> _Dataset records_
┌──
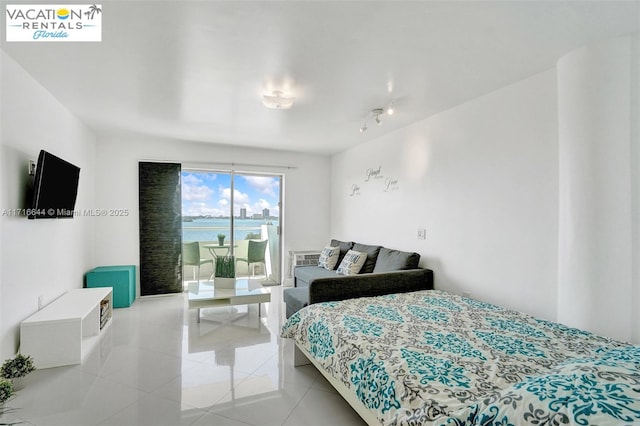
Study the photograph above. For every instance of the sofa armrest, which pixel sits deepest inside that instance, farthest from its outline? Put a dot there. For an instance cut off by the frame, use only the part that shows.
(363, 285)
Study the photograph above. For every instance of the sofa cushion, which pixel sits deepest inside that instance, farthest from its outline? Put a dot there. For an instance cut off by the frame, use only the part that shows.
(352, 263)
(329, 257)
(395, 260)
(372, 256)
(305, 274)
(345, 246)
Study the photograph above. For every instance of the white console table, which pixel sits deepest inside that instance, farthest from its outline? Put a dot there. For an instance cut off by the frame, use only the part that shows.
(63, 332)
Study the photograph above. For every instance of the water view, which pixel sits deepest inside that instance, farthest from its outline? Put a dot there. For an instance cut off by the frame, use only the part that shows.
(207, 229)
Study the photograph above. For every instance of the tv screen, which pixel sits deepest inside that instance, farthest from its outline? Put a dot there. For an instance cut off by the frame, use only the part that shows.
(55, 188)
└──
> _Stated problem_
Write out all of the lines above again, requests included, but multiply every point coordinate in the answers by 1.95 and round each result to a whole number, with halves rounded up. Leave the pictures out.

> _The result_
Study the photograph above. For every instance of the sofa armrest, which pixel sits deepest inside that instance, farthest from its outline? Put a dot there. For an instance cut off by the frame, use only the part that shows.
(708, 556)
Study the photograph above. For every instance of the sofa cushion, which pixel sits deepest inside that instance, farthest from its outline? Put a dot there. For an instance cut off by the frame, use only the part that shows.
(686, 513)
(642, 501)
(770, 507)
(725, 499)
(595, 534)
(673, 480)
Study the photograph above. For every instance of the white console table, which pixel sits deepest inside that instance, farthest from its outline? Put a dot there. For an instance cut off by the frame, use only the part that shows.
(123, 647)
Study the photograph above. For every instance of the water view, which pixel sits deepest inside that instance, farthest from its outline? Put a dot there. For an instance cut off by the frame, use only the part that shows.
(404, 447)
Study the photograph above. For every instance of the tv screen, which pixel sits deepest inside that instance, farthest from its outline? Put a dot there. For an instance cut off by the frame, use only the part that shows.
(107, 367)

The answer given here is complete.